▶ **DIRECTIONS**
Every line below should be repeated exactly as written.
=== RECORDS FOR THIS EXERCISE ===
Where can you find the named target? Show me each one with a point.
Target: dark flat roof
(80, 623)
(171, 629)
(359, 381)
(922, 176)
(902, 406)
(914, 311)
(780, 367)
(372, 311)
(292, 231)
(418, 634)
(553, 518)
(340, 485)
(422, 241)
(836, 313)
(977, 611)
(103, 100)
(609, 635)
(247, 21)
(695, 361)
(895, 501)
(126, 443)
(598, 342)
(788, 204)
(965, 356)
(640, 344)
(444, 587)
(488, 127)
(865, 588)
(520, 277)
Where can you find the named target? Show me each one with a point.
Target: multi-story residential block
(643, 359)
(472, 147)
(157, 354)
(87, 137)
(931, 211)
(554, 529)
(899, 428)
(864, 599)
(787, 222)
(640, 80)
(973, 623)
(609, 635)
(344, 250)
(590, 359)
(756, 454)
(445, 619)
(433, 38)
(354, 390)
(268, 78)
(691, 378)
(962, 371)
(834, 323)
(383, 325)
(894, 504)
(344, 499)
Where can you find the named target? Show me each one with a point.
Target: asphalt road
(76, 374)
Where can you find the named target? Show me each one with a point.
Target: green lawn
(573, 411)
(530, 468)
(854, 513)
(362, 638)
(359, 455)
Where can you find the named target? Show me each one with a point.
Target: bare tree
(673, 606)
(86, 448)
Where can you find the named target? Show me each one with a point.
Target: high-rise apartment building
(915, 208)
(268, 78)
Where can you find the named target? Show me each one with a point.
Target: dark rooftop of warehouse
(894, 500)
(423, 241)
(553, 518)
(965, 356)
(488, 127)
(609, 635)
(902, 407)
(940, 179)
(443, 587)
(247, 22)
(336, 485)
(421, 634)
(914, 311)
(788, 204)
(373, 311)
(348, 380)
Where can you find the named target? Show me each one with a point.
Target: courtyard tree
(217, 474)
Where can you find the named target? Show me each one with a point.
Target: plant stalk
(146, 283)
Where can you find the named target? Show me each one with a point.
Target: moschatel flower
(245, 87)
===
▶ **EXERCISE ANSWER**
Where can you find the named target? Show me each one with a point.
Target: dark flat roof
(80, 623)
(171, 629)
(359, 381)
(922, 176)
(902, 406)
(914, 311)
(780, 367)
(372, 311)
(292, 231)
(418, 634)
(553, 518)
(340, 485)
(422, 241)
(836, 313)
(977, 611)
(103, 100)
(609, 635)
(247, 21)
(695, 361)
(895, 501)
(126, 443)
(598, 342)
(788, 204)
(965, 356)
(640, 344)
(444, 587)
(488, 127)
(865, 588)
(520, 277)
Where can you find the named target? Show me each one with a point.
Target: multi-story residential block
(643, 359)
(472, 147)
(157, 354)
(87, 137)
(931, 211)
(554, 529)
(899, 428)
(864, 599)
(787, 222)
(640, 80)
(973, 623)
(609, 635)
(344, 250)
(590, 359)
(756, 454)
(445, 619)
(433, 38)
(354, 390)
(268, 78)
(691, 378)
(962, 371)
(834, 323)
(383, 325)
(894, 504)
(344, 499)
Where can you find the named target? Show me each one with a point.
Target: asphalt road
(76, 374)
Where can you find the named target? Show me each one with a point.
Target: green lawn
(573, 411)
(530, 468)
(854, 513)
(362, 638)
(359, 455)
Where can you find the named target? Show me each one with a point.
Target: bare tree
(673, 606)
(86, 448)
Where can you find the named target? Show me each one with a point.
Target: high-rise apartment building
(915, 208)
(268, 78)
Where can you find the named target? Show me each one with a point.
Target: dark rooftop of warehouse
(894, 500)
(423, 241)
(553, 518)
(965, 356)
(488, 127)
(609, 635)
(902, 407)
(940, 179)
(443, 587)
(247, 22)
(336, 485)
(421, 634)
(914, 311)
(788, 204)
(373, 311)
(348, 380)
Where can you find the named target? Show me each one with a point.
Target: courtyard tree
(217, 474)
Where can you find the named target? Show me each one with a point.
Target: plant stalk
(146, 283)
Where can you find the named target? Show me each one with a point.
Target: moschatel flower
(245, 87)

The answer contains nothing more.